_Task instructions:_ Transcribe verbatim the portion of the court opinion between "686 So. 2d 258" and "or hazardous condition.", inclusive.

686 So. 2d 258 | Ala. Civ. App. | 1995
Lead Opinion
Sherry Duke appeals from a judgment entered on a jury verdict for Gold Kist, Inc. Duke sued Gold Kist claiming that she was injured when she slipped in water, grease, and other substances that had accumulated on the floor of the defendant’s poultry processing plant, creating what she said was an unsafe or hazardous condition.
Gold Kist operates a poultry processing plant in Trussville. The United States Department of Agriculture has an office and break room at the plant to facilitate the inspection of the poultry products processed at the plant. Duke, a USDA employee, had been working at Gold Kist’s Trussville plant for nine months before her accident. She testified that she knew the break room floor was “always slippery and wet, and greasy, and it was dirty.” She said that as she was leaving the USDA office or break room to enter the poultry processing area on February 20,1994, she slipped on the wet floor and injured her back.
Duke contends that the trial court erred in refusing to give two of her requested jury instructions. In reviewing the adequacy of jury instructions, this Court must read and consider the charge as a whole. Grayco Resources, Inc. v. Poole, 500 So.2d 1030, 1033 (Ala.1986) “The law is clear that the refusal of a requested charge is not error where the trial court’s oral charge ‘substantially and fairly’ covers the same principles as the requested charge.” Volkswagen of America, Inc. v. Marinetti, 628 So.2d 378, 384-85 (Ala.1993); Rule 51, Ala.R.Civ.P. However, Duke was entitled to have her theory of the ease, made by the pleadings and the issues, presented to the jury by the proper instructions. Crittenden v. Bright, 652 So.2d 236 (Ala.1994); Alabama Farm Bureau Mutual Insurance Service, Inc. v. Jericho Plantation, Inc., 481 So.2d 343 (Ala. 1985). Reversible error occurs when a trial court gives an incorrect or misleading instruction to the jury regarding the theory of the case, and, in such a case, a new trial is required. American Cast Iron Pipe Company v. Williams, 591 So.2d 854, 856 (Ala.1991).

_Supplied data:_
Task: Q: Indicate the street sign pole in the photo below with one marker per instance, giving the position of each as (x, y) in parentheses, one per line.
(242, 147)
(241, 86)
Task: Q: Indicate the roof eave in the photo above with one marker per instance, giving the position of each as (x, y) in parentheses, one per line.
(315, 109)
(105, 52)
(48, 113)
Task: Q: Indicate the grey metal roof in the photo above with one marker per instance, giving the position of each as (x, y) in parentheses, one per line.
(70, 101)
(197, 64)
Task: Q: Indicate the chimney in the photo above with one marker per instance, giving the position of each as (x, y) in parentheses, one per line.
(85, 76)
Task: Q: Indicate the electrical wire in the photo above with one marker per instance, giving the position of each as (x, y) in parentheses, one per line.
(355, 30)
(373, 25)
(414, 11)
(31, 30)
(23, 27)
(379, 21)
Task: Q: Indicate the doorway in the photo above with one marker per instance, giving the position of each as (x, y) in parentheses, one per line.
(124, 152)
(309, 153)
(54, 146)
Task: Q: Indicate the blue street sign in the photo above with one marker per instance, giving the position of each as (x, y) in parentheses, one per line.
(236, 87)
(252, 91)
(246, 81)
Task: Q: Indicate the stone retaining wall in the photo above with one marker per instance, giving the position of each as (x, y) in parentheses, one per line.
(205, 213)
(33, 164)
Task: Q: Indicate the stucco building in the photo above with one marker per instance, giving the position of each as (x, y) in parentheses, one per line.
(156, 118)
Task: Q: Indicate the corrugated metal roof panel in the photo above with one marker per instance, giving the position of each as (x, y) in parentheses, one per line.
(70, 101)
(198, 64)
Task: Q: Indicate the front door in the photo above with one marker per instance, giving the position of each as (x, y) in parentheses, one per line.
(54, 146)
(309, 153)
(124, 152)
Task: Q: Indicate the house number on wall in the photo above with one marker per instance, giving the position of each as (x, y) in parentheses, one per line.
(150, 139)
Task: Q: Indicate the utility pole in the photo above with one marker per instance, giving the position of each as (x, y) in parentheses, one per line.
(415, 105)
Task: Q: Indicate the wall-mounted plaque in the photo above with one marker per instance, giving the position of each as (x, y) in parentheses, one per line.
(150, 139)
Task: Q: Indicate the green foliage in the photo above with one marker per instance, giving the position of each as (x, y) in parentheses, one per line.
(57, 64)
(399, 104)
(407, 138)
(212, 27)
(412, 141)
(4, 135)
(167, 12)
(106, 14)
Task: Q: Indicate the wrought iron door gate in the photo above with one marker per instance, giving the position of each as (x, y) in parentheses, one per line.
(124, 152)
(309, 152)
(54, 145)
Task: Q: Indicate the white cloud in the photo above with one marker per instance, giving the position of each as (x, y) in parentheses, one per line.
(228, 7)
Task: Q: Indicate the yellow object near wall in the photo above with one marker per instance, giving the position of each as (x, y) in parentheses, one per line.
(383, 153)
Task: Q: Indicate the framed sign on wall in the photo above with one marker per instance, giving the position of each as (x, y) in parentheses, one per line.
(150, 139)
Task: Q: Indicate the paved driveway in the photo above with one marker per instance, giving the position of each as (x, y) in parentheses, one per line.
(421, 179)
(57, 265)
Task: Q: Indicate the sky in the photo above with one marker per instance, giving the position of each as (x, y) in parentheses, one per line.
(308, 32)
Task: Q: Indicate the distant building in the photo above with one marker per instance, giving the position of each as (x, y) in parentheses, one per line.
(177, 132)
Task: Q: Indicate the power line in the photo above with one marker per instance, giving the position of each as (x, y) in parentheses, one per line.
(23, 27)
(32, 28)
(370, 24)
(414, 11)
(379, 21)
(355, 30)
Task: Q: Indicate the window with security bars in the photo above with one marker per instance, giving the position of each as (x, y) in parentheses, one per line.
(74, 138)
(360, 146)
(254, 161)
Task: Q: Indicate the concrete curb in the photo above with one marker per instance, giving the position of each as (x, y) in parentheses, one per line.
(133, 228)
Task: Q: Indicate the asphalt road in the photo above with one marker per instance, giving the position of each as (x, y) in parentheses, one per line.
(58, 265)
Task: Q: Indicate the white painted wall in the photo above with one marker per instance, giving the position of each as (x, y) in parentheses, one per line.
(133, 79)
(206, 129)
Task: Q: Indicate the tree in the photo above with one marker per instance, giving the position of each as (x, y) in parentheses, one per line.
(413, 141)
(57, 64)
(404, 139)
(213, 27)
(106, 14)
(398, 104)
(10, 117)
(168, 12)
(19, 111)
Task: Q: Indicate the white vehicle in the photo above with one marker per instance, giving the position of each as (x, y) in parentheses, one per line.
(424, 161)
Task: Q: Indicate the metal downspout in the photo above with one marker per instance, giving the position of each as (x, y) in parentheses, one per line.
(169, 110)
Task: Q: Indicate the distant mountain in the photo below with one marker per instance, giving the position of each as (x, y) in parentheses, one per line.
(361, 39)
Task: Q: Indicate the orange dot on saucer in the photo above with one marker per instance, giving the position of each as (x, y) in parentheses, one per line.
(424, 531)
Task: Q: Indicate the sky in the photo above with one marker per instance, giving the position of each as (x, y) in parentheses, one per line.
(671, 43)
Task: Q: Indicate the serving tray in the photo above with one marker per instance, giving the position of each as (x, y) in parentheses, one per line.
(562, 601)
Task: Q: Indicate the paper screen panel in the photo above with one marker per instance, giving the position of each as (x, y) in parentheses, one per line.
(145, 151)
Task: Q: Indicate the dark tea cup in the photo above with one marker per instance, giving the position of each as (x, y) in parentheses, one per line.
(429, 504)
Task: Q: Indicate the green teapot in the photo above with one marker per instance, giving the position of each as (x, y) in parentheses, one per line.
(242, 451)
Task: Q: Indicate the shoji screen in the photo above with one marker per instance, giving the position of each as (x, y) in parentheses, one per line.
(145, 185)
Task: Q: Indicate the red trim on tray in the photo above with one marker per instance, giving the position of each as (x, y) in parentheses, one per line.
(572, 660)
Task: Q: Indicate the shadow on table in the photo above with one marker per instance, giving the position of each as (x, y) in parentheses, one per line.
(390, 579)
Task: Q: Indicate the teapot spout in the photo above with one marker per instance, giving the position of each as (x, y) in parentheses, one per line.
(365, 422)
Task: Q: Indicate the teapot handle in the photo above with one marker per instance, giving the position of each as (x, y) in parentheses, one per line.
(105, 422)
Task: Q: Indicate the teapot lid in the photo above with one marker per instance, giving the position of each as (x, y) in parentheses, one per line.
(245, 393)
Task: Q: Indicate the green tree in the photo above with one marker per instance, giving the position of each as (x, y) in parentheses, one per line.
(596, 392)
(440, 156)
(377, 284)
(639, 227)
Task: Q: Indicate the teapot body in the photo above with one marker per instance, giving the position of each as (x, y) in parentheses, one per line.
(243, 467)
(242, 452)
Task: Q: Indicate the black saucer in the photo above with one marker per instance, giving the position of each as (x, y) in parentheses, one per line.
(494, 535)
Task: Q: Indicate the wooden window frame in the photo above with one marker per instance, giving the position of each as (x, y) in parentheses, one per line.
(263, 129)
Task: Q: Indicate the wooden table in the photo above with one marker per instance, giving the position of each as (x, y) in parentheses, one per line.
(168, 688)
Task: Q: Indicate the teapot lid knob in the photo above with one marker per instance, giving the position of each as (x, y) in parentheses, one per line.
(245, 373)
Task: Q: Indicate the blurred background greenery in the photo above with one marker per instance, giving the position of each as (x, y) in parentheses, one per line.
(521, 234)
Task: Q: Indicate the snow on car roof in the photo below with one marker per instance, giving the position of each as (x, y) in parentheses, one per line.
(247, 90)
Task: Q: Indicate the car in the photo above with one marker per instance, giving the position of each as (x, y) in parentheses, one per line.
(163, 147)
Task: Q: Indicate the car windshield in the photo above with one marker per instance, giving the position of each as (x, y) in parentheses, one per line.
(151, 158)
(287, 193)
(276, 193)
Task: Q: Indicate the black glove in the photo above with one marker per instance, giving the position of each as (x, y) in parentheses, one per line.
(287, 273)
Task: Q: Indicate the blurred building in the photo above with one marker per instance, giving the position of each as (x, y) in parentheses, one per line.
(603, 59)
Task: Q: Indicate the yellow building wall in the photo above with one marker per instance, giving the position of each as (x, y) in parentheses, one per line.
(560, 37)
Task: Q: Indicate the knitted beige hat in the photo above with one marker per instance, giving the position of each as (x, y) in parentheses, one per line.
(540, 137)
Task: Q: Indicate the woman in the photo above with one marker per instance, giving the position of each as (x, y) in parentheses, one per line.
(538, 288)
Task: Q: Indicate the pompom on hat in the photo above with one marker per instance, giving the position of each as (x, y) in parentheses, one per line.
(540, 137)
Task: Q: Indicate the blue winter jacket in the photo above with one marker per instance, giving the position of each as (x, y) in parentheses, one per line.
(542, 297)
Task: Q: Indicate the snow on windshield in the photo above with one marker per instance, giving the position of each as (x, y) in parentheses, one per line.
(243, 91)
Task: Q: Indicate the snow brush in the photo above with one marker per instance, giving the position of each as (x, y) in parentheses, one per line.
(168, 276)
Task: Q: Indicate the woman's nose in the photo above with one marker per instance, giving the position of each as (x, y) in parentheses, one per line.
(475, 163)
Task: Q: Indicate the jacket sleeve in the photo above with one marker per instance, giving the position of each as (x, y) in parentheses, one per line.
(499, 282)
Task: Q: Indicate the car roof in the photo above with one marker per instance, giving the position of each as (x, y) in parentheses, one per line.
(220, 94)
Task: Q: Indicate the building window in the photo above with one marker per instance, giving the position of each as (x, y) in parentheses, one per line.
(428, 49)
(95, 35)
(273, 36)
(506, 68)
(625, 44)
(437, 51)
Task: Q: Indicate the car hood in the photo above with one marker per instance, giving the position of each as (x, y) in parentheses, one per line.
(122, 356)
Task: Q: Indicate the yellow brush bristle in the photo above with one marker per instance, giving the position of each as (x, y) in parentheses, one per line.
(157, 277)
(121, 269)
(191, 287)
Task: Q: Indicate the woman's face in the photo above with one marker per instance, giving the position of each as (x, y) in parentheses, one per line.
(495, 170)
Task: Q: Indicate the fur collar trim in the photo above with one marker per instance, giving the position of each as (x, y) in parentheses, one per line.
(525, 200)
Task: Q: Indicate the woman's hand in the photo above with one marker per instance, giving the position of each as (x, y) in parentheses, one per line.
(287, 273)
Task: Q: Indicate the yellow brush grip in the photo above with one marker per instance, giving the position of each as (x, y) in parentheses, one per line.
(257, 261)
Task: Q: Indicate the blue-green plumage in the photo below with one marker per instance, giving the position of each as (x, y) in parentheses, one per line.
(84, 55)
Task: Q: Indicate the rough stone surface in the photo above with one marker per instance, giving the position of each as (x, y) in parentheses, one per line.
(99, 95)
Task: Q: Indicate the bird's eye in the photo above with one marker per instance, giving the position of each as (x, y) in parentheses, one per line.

_Full response:_
686 So. 2d 258 | Ala. Civ. App. | 1995
Lead Opinion
Sherry Duke appeals from a judgment entered on a jury verdict for Gold Kist, Inc. Duke sued Gold Kist claiming that she was injured when she slipped in water, grease, and other substances that had accumulated on the floor of the defendant’s poultry processing plant, creating what she said was an unsafe or hazardous condition.